- Task requirements
Rewrite the listing below with every "drop a marker on" changed to "place a point on" and nothing else altered, leaving the pictures out.

------------------------------

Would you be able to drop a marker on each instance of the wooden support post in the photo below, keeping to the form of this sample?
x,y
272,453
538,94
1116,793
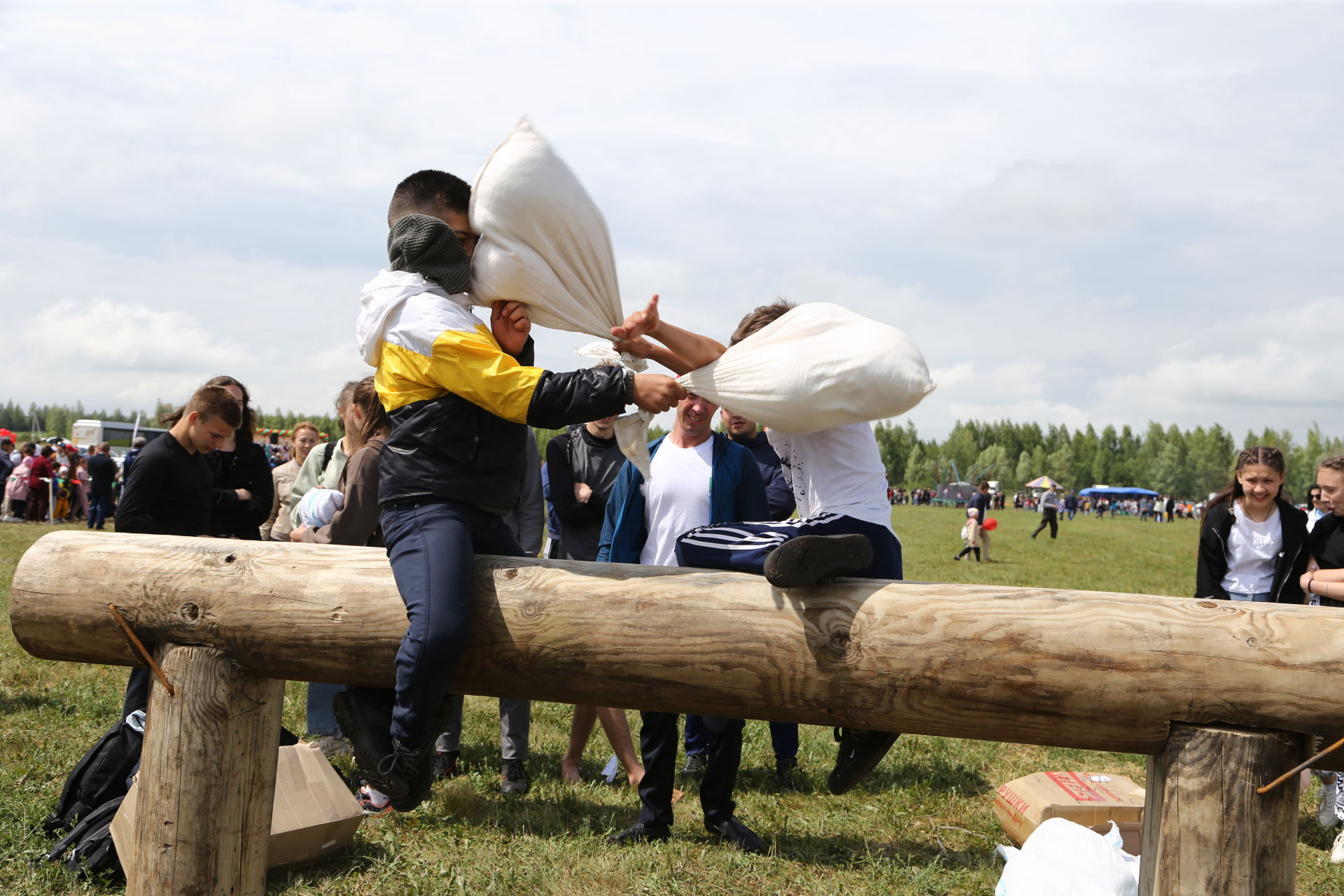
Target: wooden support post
x,y
207,780
1206,830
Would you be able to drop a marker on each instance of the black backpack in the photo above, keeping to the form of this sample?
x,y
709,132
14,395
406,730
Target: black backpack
x,y
101,777
88,849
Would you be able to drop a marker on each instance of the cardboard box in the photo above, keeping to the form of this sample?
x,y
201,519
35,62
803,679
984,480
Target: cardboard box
x,y
1093,799
314,814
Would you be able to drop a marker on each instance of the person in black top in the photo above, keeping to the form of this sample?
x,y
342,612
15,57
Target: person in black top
x,y
244,485
1242,554
1326,540
748,434
582,465
174,488
102,472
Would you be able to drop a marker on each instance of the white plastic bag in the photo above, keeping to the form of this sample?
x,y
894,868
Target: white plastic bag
x,y
318,507
1065,859
816,367
545,244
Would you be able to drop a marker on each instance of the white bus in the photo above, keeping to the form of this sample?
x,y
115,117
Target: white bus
x,y
90,433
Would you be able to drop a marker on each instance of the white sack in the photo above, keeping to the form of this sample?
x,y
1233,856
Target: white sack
x,y
1065,859
545,244
318,507
543,241
816,367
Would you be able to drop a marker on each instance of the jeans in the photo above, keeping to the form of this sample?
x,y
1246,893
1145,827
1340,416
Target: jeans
x,y
659,747
515,727
432,543
321,718
100,507
784,738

------------------------------

- Answer for the task
Would you be able to place a point on each instance of the wooden support post in the photo below, keeping to the form of this sample?
x,y
272,453
538,94
1116,793
Target: wooden support post
x,y
207,780
1206,830
Would you be able to place a point on each instance of the black backpack in the photo above, keeping to the form of this sample?
x,y
709,132
14,395
406,730
Target: black backpack
x,y
101,777
88,849
Would you be able to place a point on each instance of the cardboard box in the photo above, keeping to the form of this sample?
x,y
201,519
35,62
803,679
984,480
Target: cardboard box
x,y
1093,799
314,814
Would you be able to place a point on each instance of the person in black top in the photo above, keeping to the form of this sample?
x,y
342,612
15,57
Target: person in black top
x,y
244,485
1242,554
1326,540
748,434
582,465
174,488
102,472
Would you be able to place a point on each instance of the white plastic bag in the photo above, keeping to the form of this sample?
x,y
894,868
Target: white plastic bag
x,y
318,507
1065,859
816,367
545,244
Would you be able to place a point on each instance of the white bus in the photo above, keeping to the form of this sample?
x,y
115,117
Target: white bus
x,y
90,433
Would you be able to place a point on each instance of the white sack in the photo above, keeping to the form of this sample?
x,y
1233,856
Target: white sack
x,y
1065,859
545,244
318,507
543,241
816,367
Would you be able to place a point on each instance of the jeans in the photo above, keeping to the form of this sample?
x,y
1246,893
1145,827
1340,416
Target: jeans
x,y
659,747
515,727
432,543
321,718
100,507
784,738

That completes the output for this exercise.